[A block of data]
+ + + + +

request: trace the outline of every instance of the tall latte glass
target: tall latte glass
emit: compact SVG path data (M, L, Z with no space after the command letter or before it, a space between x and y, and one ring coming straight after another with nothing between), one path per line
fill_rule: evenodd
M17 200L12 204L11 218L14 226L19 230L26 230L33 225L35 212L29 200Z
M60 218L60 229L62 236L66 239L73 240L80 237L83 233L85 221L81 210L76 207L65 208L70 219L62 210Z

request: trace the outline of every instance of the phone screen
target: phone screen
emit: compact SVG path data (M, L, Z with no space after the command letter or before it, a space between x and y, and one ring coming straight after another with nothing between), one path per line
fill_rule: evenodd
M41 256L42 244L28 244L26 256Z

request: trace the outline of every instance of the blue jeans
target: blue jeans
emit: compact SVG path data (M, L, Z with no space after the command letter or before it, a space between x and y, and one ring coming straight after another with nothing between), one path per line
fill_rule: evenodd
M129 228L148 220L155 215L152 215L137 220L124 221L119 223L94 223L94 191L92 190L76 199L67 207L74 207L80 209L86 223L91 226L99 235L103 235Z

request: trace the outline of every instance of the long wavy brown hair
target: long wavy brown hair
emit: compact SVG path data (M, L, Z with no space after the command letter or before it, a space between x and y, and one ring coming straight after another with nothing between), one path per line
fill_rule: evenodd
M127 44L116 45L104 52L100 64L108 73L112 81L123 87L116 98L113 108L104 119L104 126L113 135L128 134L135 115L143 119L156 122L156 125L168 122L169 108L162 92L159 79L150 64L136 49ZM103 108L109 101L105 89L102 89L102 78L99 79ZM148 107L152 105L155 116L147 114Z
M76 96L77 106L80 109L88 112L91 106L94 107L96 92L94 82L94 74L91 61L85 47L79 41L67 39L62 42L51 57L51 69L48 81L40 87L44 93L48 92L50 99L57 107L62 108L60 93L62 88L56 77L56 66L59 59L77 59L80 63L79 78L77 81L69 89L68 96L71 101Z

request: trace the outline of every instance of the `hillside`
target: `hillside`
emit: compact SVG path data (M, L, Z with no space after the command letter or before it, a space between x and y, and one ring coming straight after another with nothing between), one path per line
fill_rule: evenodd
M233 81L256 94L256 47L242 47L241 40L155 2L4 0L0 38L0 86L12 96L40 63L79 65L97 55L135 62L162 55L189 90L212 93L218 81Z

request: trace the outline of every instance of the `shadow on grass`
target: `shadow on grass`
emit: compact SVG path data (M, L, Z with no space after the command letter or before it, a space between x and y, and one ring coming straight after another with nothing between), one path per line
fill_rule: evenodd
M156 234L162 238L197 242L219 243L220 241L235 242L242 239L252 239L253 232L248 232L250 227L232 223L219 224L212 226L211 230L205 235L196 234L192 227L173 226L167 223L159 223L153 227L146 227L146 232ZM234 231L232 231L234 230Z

+ + + + +

» **WHAT YOU ARE ASKED TO DO**
Please render each line of the data above as an item in a numbered list, leaving out the blank lines.

» **SOLUTION TO THE PROBLEM**
1. request: trace the outline of every instance of the tall latte glass
2. target: tall latte glass
3. emit: compact SVG path data (M, L, Z with no space after the command letter or before it, a space between x and y, and one ring coming straight after another with nothing between), one path per line
4. fill_rule: evenodd
5. M17 200L12 204L11 218L14 226L19 230L26 230L33 225L35 212L29 200Z
6. M60 218L60 229L62 236L66 239L73 240L80 237L83 233L85 221L81 210L76 207L65 208L70 219L62 210Z
7. request: trace the outline of every instance of the phone screen
8. target: phone screen
9. emit: compact SVG path data (M, L, Z with no space after the command letter or before it, a space between x and y, and one ring coming straight after another with nothing between), one path per line
10. fill_rule: evenodd
11. M41 256L42 244L28 244L26 256Z
12. request: trace the outline of every instance of the blue jeans
13. target: blue jeans
14. emit: compact SVG path data (M, L, Z with no space after the command letter or before it, a space between x and y, and one ring coming straight after another with nothing between), one path per line
15. fill_rule: evenodd
16. M129 228L148 220L155 215L152 215L137 220L124 221L119 223L94 223L94 191L92 190L76 199L67 207L74 207L80 209L86 223L91 226L99 235L103 235Z
17. request: trace the outline of every instance of the long wavy brown hair
18. target: long wavy brown hair
19. emit: compact SVG path data (M, L, Z with no space after the command letter or before it, a space between x and y, and one ring coming straight after another with nothing between), one path per line
20. fill_rule: evenodd
21. M127 44L116 45L104 52L100 64L108 73L112 81L123 87L116 98L113 108L104 119L104 126L113 135L128 134L135 115L143 119L156 122L156 125L168 122L169 108L162 92L159 79L150 64L136 49ZM103 108L109 101L105 89L102 89L102 78L99 79ZM148 107L152 105L155 116L147 114Z
22. M76 96L77 106L80 109L88 112L91 106L94 107L96 92L94 82L94 74L91 61L85 47L79 41L67 39L62 42L51 57L51 69L48 81L40 87L44 93L48 92L50 99L57 107L62 108L60 93L62 88L56 77L56 66L59 59L77 59L80 63L79 78L77 81L69 89L68 96L71 101Z
23. request: trace the outline of every instance of the `hillside`
24. target: `hillside`
25. emit: compact SVG path data (M, L, Z with no space after the command letter or before it, a space between x and y, and one ring coming straight after another with nothing between), one path per line
26. fill_rule: evenodd
27. M233 81L256 94L256 47L242 47L241 40L155 2L4 0L0 38L0 86L12 96L40 63L79 65L97 55L135 62L162 55L189 90L212 93L218 81Z
28. request: trace the outline of every instance of the `shadow on grass`
29. target: `shadow on grass`
30. emit: compact SVG path data (M, L, Z with no space after the command letter or before it, a space between x and y, and one ring coming straight after another with nothing between), one path per line
31. fill_rule: evenodd
32. M156 234L162 238L197 242L219 243L220 241L235 242L242 239L252 239L253 232L248 232L250 227L232 223L219 224L212 226L211 230L205 235L196 234L192 227L173 226L167 223L159 223L153 227L146 227L146 232ZM234 231L232 231L234 230Z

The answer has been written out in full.